▶ Point annotation items:

* * * * * * *

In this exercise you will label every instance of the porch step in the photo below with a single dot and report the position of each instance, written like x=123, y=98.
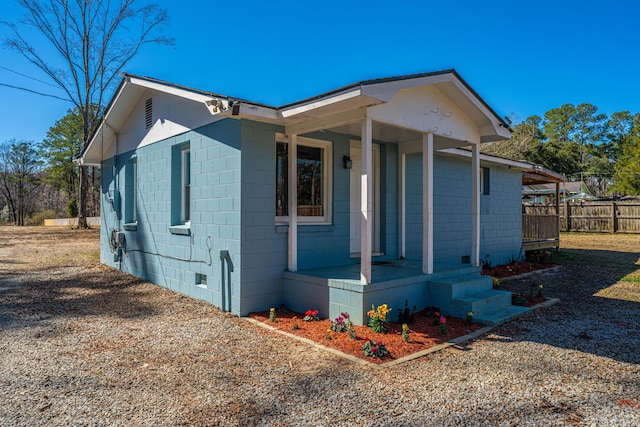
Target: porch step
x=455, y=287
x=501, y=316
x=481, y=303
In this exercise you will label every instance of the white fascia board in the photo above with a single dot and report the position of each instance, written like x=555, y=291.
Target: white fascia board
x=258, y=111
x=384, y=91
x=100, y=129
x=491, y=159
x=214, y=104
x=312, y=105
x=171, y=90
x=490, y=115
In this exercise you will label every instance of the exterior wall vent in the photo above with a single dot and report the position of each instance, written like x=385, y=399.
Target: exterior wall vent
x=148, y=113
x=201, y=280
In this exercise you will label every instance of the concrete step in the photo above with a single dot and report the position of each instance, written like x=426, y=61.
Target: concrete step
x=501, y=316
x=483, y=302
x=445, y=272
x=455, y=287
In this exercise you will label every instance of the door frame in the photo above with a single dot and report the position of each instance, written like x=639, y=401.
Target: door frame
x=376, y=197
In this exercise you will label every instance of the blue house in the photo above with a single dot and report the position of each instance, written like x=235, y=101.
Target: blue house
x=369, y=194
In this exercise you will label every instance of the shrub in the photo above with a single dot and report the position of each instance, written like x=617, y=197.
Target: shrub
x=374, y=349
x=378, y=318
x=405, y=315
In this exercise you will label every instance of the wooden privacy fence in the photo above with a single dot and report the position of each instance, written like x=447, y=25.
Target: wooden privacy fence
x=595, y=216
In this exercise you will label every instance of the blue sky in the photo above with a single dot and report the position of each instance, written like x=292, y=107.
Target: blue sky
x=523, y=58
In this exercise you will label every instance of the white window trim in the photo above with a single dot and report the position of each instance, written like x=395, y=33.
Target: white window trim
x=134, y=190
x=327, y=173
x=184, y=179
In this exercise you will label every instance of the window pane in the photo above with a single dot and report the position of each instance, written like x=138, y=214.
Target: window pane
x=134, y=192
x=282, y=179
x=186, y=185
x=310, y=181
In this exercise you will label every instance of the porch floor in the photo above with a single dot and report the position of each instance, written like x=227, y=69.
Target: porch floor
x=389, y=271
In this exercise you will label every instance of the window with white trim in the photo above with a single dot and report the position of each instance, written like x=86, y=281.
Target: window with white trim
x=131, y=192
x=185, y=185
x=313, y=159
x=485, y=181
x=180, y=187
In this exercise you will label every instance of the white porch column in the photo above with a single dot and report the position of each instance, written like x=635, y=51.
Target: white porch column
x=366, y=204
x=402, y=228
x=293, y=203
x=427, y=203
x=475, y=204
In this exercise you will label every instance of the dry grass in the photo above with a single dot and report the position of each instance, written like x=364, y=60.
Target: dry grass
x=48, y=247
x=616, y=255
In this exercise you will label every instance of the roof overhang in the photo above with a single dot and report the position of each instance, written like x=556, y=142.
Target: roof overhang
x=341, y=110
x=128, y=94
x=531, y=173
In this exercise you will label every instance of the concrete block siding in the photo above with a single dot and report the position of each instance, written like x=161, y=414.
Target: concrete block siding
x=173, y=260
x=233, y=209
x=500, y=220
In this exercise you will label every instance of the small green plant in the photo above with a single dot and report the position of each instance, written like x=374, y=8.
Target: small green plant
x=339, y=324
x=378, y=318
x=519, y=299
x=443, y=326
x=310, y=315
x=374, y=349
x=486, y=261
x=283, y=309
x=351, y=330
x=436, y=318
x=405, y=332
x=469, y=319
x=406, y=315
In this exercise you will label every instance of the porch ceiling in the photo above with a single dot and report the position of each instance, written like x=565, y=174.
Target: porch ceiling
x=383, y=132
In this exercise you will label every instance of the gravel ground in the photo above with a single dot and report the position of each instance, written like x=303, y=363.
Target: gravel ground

* * * * * * *

▶ Stated task: Rewrite every line of the items above as a numbered list, skipping blank lines and leaving the pictures out.

▶ The completed task:
1. In this exercise you will label every instance of the porch step in the photo below with a single dot and report the position of each instance, written like x=123, y=98.
2. Target: porch step
3. x=455, y=287
4. x=501, y=316
5. x=481, y=303
6. In this exercise you will label every instance of the white fascia board in the photo above with a single dot and report the position of each instance, written like x=555, y=291.
7. Target: white fascia board
8. x=258, y=111
9. x=384, y=91
10. x=100, y=129
11. x=491, y=159
12. x=214, y=104
13. x=312, y=105
14. x=171, y=90
15. x=490, y=115
16. In this exercise you will label every instance of the exterior wall vent in the photo above with a single dot and report the position of each instance, written like x=385, y=399.
17. Target: exterior wall vent
18. x=148, y=113
19. x=201, y=280
20. In this exercise you will label every instance of the concrete step in the photo above with a single dot and report the position of each instance, written like x=426, y=61.
21. Target: concrete step
22. x=501, y=316
23. x=483, y=302
24. x=445, y=272
25. x=455, y=287
26. In this exercise you will label every instance of the door frame in the photo above with a single dot and report the position of each instance, written like x=639, y=401.
27. Target: door frame
28. x=376, y=197
29. In this exercise you will label every instance of the blue house in the photo above with a single dot and report the position of each instance, written like x=235, y=101.
30. Target: blue house
31. x=369, y=194
32. In this exercise you will label every instance of the shrub in the photo above with a single dot and report the position of each instance, written like x=617, y=197.
33. Target: shrub
34. x=374, y=349
35. x=378, y=318
36. x=405, y=315
37. In this exercise you will label every instance of the wooden privacy fence in the photo above with a single dot and report the position of each instance, written like x=447, y=25.
38. Target: wooden privacy fence
39. x=595, y=216
40. In this exercise you will label every instance of the blue sky in the photo above with a single dot and report the position of each instance, written like x=292, y=107.
41. Target: blue sky
42. x=523, y=58
43. In this exercise you will label every instance of the white window trim in the photo above with a single dot and report the position of each instance, written like x=395, y=33.
44. Target: white window trim
45. x=134, y=190
46. x=327, y=173
47. x=184, y=179
48. In this exercise you will label every instance of the window pane in the photo above with a single dot and report the position of each instance, written like x=138, y=214.
49. Target: window pane
50. x=134, y=192
51. x=282, y=179
52. x=186, y=185
53. x=310, y=181
54. In this exercise you will label every instance of the porch floor in the photo above with a single dot and report the position of each instance, written like x=227, y=69.
55. Target: porch floor
56. x=389, y=271
57. In this exercise you will label every instance of the window with white trim in the photo above with a single dot and report the position of each instance, written like x=86, y=281.
58. Target: window with white trim
59. x=131, y=192
60. x=185, y=185
61. x=313, y=159
62. x=485, y=181
63. x=180, y=187
64. In this exercise you will label every instance of the white porch column in the photo above with a single dot and report the position of each instance, written like x=635, y=51.
65. Target: white porch column
66. x=366, y=204
67. x=402, y=228
68. x=293, y=203
69. x=427, y=203
70. x=475, y=204
71. In this exercise you will label every instance of the dry grass in the photo above with a single dot and report the position of each instance, written like x=364, y=60.
72. Target: dry grass
73. x=48, y=247
74. x=616, y=255
75. In this exercise you will label every instance of the roof overhang in the photo above with a single dot and report the position of each instance, written like x=556, y=142.
76. Target: roof overhang
77. x=341, y=110
78. x=128, y=94
79. x=531, y=173
80. In this exercise you will label every instance of the concrete block siding in the photo above with a single dot and report the position of each instance, written like x=161, y=414.
81. Target: concrete block siding
82. x=173, y=260
83. x=233, y=209
84. x=500, y=220
85. In this exercise you will label every instance of the small green plant in the photo above with a single dot and report the position of each instance, written like x=374, y=8.
86. Target: small green plant
87. x=339, y=324
88. x=378, y=318
89. x=519, y=299
90. x=443, y=326
91. x=310, y=315
92. x=374, y=349
93. x=486, y=261
94. x=283, y=309
95. x=351, y=330
96. x=436, y=318
97. x=405, y=332
98. x=469, y=319
99. x=406, y=315
100. In this exercise you will label every instance of the porch ceiling in the photo above with a single dot and report the position of each instance, written like x=565, y=174.
101. Target: porch ceiling
102. x=383, y=132
103. In this exercise you will label every instance of the gravel ground in the photo above with a single dot and report the position of each instance, written like x=303, y=363.
104. Target: gravel ground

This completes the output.